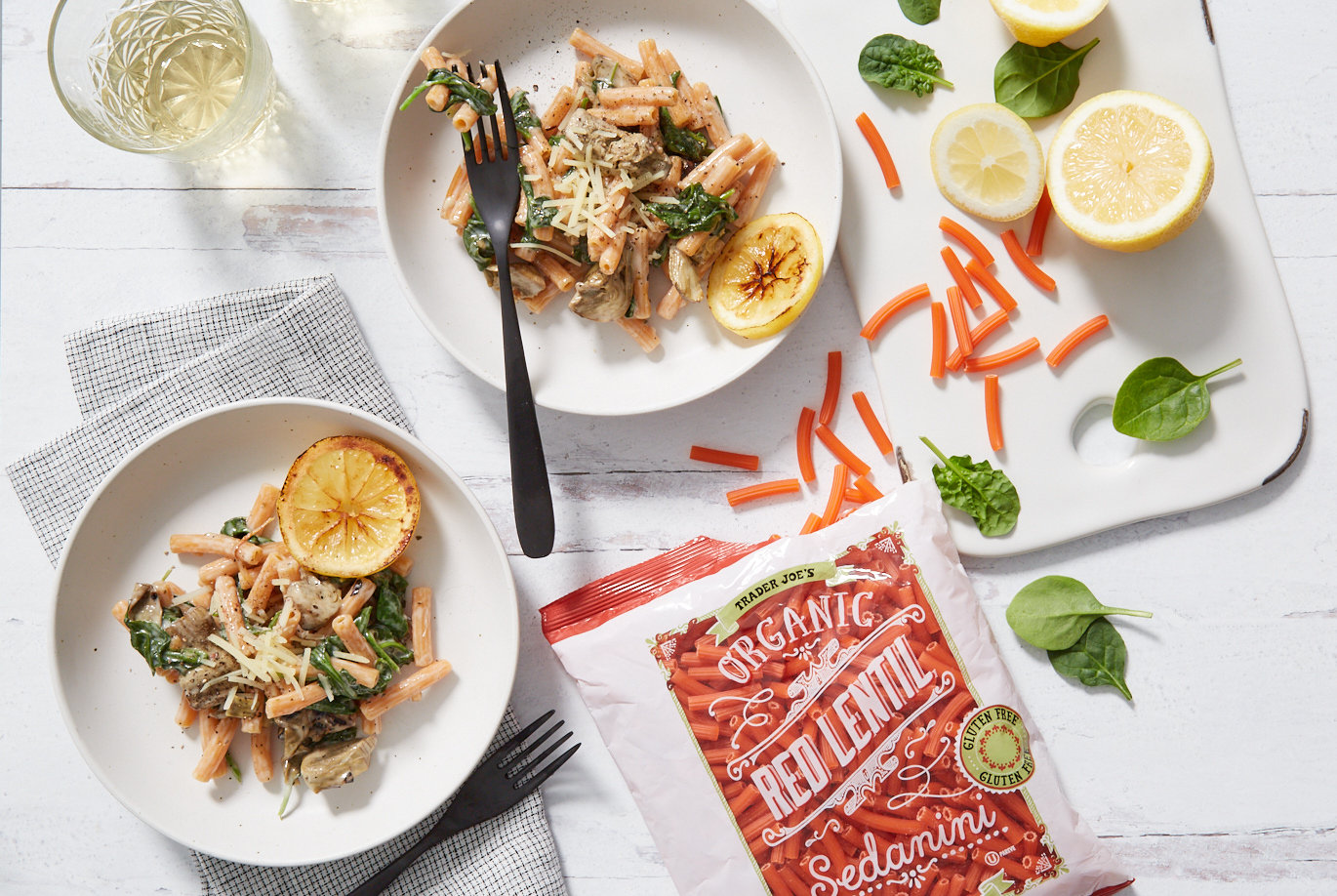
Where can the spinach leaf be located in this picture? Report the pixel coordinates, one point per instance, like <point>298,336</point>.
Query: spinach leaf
<point>900,63</point>
<point>460,91</point>
<point>679,141</point>
<point>526,120</point>
<point>477,244</point>
<point>1160,400</point>
<point>1055,610</point>
<point>1098,658</point>
<point>1035,82</point>
<point>154,645</point>
<point>694,212</point>
<point>979,490</point>
<point>920,11</point>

+---+

Rewrite everything from the start of the rows down to the line containing "<point>477,244</point>", changing "spinach leaf" to "lettuce leaf" and keeping everything else as is. Leave the pictures out of your answer.

• **Final result**:
Where can the lettuce leaf be located in this picture? Report the pixel coordinates, one point per instance, like <point>298,336</point>.
Query: lettuce leaf
<point>900,63</point>
<point>460,91</point>
<point>679,141</point>
<point>526,120</point>
<point>477,244</point>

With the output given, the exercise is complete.